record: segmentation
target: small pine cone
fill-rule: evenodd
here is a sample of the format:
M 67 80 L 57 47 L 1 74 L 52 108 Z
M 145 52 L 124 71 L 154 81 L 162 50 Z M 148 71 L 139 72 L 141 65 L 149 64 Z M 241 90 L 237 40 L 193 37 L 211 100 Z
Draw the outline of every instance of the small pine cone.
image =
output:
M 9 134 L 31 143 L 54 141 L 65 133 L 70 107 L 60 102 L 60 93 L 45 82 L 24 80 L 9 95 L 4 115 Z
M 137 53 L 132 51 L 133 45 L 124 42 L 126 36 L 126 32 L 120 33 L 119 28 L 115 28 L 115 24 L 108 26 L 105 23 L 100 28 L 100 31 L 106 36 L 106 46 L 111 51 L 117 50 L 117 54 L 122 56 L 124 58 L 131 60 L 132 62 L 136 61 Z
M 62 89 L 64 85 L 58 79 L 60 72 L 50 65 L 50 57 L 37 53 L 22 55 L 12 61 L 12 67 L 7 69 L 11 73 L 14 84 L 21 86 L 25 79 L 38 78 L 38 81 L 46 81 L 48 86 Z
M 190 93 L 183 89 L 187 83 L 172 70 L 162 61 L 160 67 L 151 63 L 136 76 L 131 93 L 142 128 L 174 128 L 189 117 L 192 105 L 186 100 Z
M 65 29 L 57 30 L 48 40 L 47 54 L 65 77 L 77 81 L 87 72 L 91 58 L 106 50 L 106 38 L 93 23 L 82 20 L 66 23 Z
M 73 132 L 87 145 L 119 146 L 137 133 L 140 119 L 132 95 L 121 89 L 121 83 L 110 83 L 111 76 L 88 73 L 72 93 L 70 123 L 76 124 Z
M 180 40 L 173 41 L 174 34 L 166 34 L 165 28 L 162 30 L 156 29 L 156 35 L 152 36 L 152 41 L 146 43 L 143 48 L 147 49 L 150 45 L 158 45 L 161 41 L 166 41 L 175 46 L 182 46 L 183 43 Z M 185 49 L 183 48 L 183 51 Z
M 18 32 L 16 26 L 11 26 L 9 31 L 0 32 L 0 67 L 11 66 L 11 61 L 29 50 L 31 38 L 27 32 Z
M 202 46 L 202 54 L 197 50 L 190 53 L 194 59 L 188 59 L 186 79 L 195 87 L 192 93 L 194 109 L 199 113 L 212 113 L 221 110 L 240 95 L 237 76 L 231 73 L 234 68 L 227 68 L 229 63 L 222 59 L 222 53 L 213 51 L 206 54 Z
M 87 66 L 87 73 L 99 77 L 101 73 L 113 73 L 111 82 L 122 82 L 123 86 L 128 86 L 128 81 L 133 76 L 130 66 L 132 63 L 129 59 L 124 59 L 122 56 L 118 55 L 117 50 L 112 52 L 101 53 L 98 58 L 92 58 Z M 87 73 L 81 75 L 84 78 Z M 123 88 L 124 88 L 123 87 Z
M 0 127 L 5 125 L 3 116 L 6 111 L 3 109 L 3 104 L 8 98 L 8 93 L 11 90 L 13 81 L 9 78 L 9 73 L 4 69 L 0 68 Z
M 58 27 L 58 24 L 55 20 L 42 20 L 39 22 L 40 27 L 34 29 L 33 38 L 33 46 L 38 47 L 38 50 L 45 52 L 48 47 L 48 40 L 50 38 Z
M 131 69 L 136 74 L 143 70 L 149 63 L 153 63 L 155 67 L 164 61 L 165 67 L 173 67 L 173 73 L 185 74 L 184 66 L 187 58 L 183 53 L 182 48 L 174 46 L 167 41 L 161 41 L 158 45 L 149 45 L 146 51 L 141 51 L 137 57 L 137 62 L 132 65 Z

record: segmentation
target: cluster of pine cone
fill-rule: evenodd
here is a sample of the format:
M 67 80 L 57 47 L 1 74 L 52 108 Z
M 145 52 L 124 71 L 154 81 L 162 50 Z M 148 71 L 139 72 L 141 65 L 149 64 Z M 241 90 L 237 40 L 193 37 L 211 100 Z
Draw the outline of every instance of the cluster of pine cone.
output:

*WHAT YOU ARE ASKED TO DO*: Present every line of the rows above as a Markdown table with the columns "Index" and "Text", numbering each line and omitting blank lines.

*SOLUTION FOR THIS PROBLEM*:
| Index | Text |
|---|---|
| 1 | record: segmentation |
| 2 | target: small pine cone |
| 3 | fill-rule: evenodd |
| 4 | here is a sample of the format: |
| 5 | M 67 80 L 57 47 L 1 74 L 52 108 Z |
| 6 | M 145 52 L 124 71 L 154 81 L 162 50 Z M 148 71 L 139 72 L 141 65 L 149 64 Z M 241 90 L 237 40 L 193 37 L 211 100 Z |
| 7 | Draw the outline of every instance of the small pine cone. |
| 8 | image = |
| 9 | output: |
| 10 | M 9 134 L 31 143 L 54 141 L 65 133 L 70 107 L 60 102 L 60 93 L 45 82 L 24 80 L 9 95 L 4 115 Z |
| 11 | M 137 53 L 132 51 L 133 45 L 124 42 L 126 36 L 126 32 L 120 33 L 119 28 L 115 28 L 115 24 L 108 26 L 105 23 L 100 28 L 100 31 L 106 36 L 106 46 L 111 51 L 117 50 L 117 54 L 122 56 L 124 58 L 131 60 L 132 62 L 136 61 Z |
| 12 | M 62 89 L 64 85 L 58 79 L 60 72 L 50 65 L 50 57 L 37 53 L 22 55 L 12 61 L 12 67 L 7 69 L 11 73 L 14 84 L 21 86 L 25 79 L 38 78 L 38 81 L 46 81 L 48 86 Z |
| 13 | M 190 93 L 183 89 L 187 83 L 172 70 L 162 61 L 160 67 L 151 63 L 136 76 L 131 93 L 142 128 L 174 128 L 189 117 L 192 105 L 186 100 Z |
| 14 | M 65 29 L 57 30 L 48 40 L 47 54 L 65 77 L 77 81 L 87 72 L 91 58 L 106 50 L 106 38 L 93 23 L 82 20 L 66 23 Z |
| 15 | M 73 132 L 87 145 L 119 146 L 137 133 L 140 119 L 132 95 L 121 89 L 121 83 L 110 83 L 111 76 L 88 73 L 72 93 L 70 123 L 76 124 Z |
| 16 | M 180 40 L 173 41 L 174 34 L 166 34 L 165 28 L 162 30 L 156 29 L 156 35 L 152 36 L 152 41 L 146 43 L 143 48 L 147 49 L 150 45 L 158 45 L 161 41 L 166 41 L 175 46 L 182 46 L 183 43 Z M 185 49 L 183 48 L 183 51 Z |
| 17 | M 18 32 L 16 26 L 11 26 L 9 31 L 0 32 L 0 67 L 11 66 L 11 61 L 29 50 L 31 38 L 27 32 Z |
| 18 | M 202 46 L 202 54 L 197 50 L 190 53 L 194 59 L 188 59 L 186 79 L 195 87 L 192 93 L 194 109 L 199 113 L 212 113 L 221 110 L 240 95 L 237 76 L 231 73 L 234 68 L 227 68 L 229 63 L 222 59 L 222 53 L 213 51 L 206 54 Z |
| 19 | M 87 66 L 87 73 L 99 77 L 101 73 L 113 73 L 111 82 L 122 82 L 123 86 L 128 86 L 128 81 L 133 76 L 130 66 L 132 63 L 129 59 L 124 59 L 122 56 L 118 55 L 117 50 L 112 52 L 101 53 L 98 58 L 92 58 Z M 87 73 L 81 75 L 84 78 Z M 123 88 L 124 88 L 123 87 Z |
| 20 | M 0 127 L 5 125 L 3 116 L 6 111 L 3 109 L 3 104 L 8 98 L 8 93 L 11 90 L 13 81 L 9 78 L 9 73 L 4 69 L 0 68 Z |
| 21 | M 58 27 L 58 24 L 55 20 L 42 20 L 39 22 L 40 27 L 34 29 L 33 38 L 33 46 L 38 47 L 38 50 L 45 52 L 48 47 L 48 40 L 50 38 Z |
| 22 | M 131 69 L 136 74 L 143 70 L 149 63 L 153 63 L 155 67 L 164 61 L 165 67 L 173 67 L 173 73 L 185 74 L 184 66 L 187 58 L 183 53 L 182 48 L 174 46 L 167 41 L 161 41 L 158 45 L 149 45 L 146 51 L 141 51 L 137 57 L 137 62 L 132 65 Z |
| 23 | record: segmentation |
| 24 | target: cluster of pine cone |
| 25 | fill-rule: evenodd |
| 26 | here is a sample of the format: |
| 27 | M 67 80 L 57 47 L 1 74 L 52 108 Z |
| 28 | M 145 52 L 124 71 L 154 81 L 162 50 Z M 148 71 L 139 72 L 141 65 L 149 64 Z M 241 90 L 237 40 L 193 37 L 211 100 Z |
| 29 | Draw the outline of every instance of the cluster of pine cone. |
| 30 | output: |